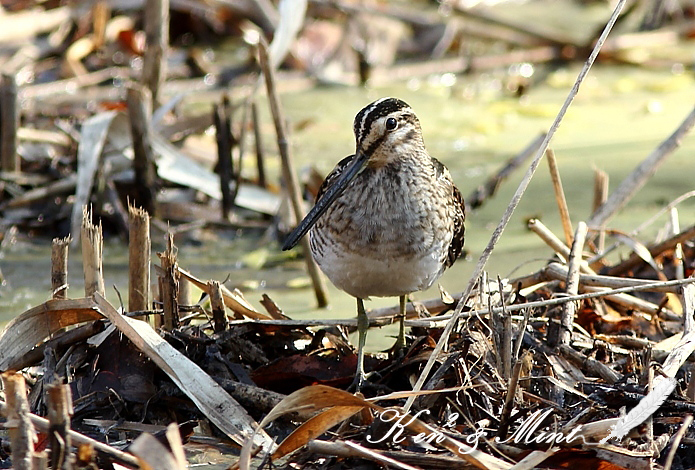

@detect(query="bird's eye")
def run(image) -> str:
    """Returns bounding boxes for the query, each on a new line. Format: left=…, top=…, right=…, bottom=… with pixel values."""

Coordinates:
left=385, top=117, right=398, bottom=131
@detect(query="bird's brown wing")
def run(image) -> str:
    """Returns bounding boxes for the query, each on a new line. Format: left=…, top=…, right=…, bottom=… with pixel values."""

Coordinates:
left=431, top=157, right=466, bottom=268
left=315, top=154, right=356, bottom=204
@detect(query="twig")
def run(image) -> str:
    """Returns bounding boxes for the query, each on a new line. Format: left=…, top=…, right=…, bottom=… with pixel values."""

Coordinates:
left=497, top=350, right=527, bottom=438
left=499, top=276, right=513, bottom=380
left=588, top=106, right=695, bottom=228
left=607, top=224, right=695, bottom=276
left=127, top=84, right=157, bottom=217
left=406, top=276, right=695, bottom=328
left=405, top=0, right=628, bottom=412
left=588, top=193, right=695, bottom=267
left=0, top=73, right=19, bottom=172
left=307, top=440, right=456, bottom=469
left=214, top=96, right=234, bottom=220
left=663, top=414, right=693, bottom=470
left=542, top=262, right=683, bottom=294
left=557, top=222, right=587, bottom=346
left=527, top=218, right=591, bottom=272
left=528, top=220, right=678, bottom=318
left=251, top=101, right=267, bottom=188
left=591, top=167, right=609, bottom=254
left=558, top=343, right=622, bottom=383
left=467, top=133, right=545, bottom=210
left=257, top=39, right=329, bottom=308
left=546, top=148, right=573, bottom=246
left=142, top=0, right=169, bottom=104
left=451, top=4, right=580, bottom=47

——————

● TASK:
Print out the material verbatim, skipping pictures.

● SOLUTION FOR THIS TASK:
@detect(query="bird's eye")
def run(image) -> str:
    """Returns bounding boxes for the query, each on a new line. Format: left=…, top=…, right=…, bottom=… with pixel values."""

Coordinates:
left=385, top=117, right=398, bottom=131
@detect(query="bird's brown wing")
def run(image) -> str:
    """Returns bounding boxes for the query, each on a new line. Format: left=…, top=…, right=…, bottom=… with pixel values."""

Coordinates:
left=431, top=157, right=466, bottom=268
left=315, top=154, right=356, bottom=204
@detect(query="twig")
def run(image) -> str:
    """Returns bounding boxes for the query, each on a new line. Format: left=…, top=…, right=…, bottom=… with pixel values."""

Coordinates:
left=497, top=350, right=527, bottom=438
left=499, top=276, right=513, bottom=380
left=588, top=106, right=695, bottom=228
left=607, top=224, right=695, bottom=276
left=127, top=84, right=157, bottom=217
left=406, top=276, right=695, bottom=328
left=405, top=0, right=628, bottom=412
left=588, top=193, right=695, bottom=267
left=0, top=73, right=19, bottom=172
left=307, top=440, right=456, bottom=469
left=214, top=96, right=234, bottom=220
left=663, top=414, right=693, bottom=470
left=542, top=262, right=683, bottom=294
left=557, top=222, right=587, bottom=346
left=527, top=218, right=591, bottom=272
left=528, top=220, right=678, bottom=318
left=251, top=101, right=267, bottom=188
left=591, top=167, right=609, bottom=254
left=558, top=343, right=622, bottom=383
left=467, top=133, right=545, bottom=210
left=257, top=39, right=329, bottom=308
left=546, top=148, right=573, bottom=246
left=142, top=0, right=169, bottom=104
left=451, top=4, right=580, bottom=47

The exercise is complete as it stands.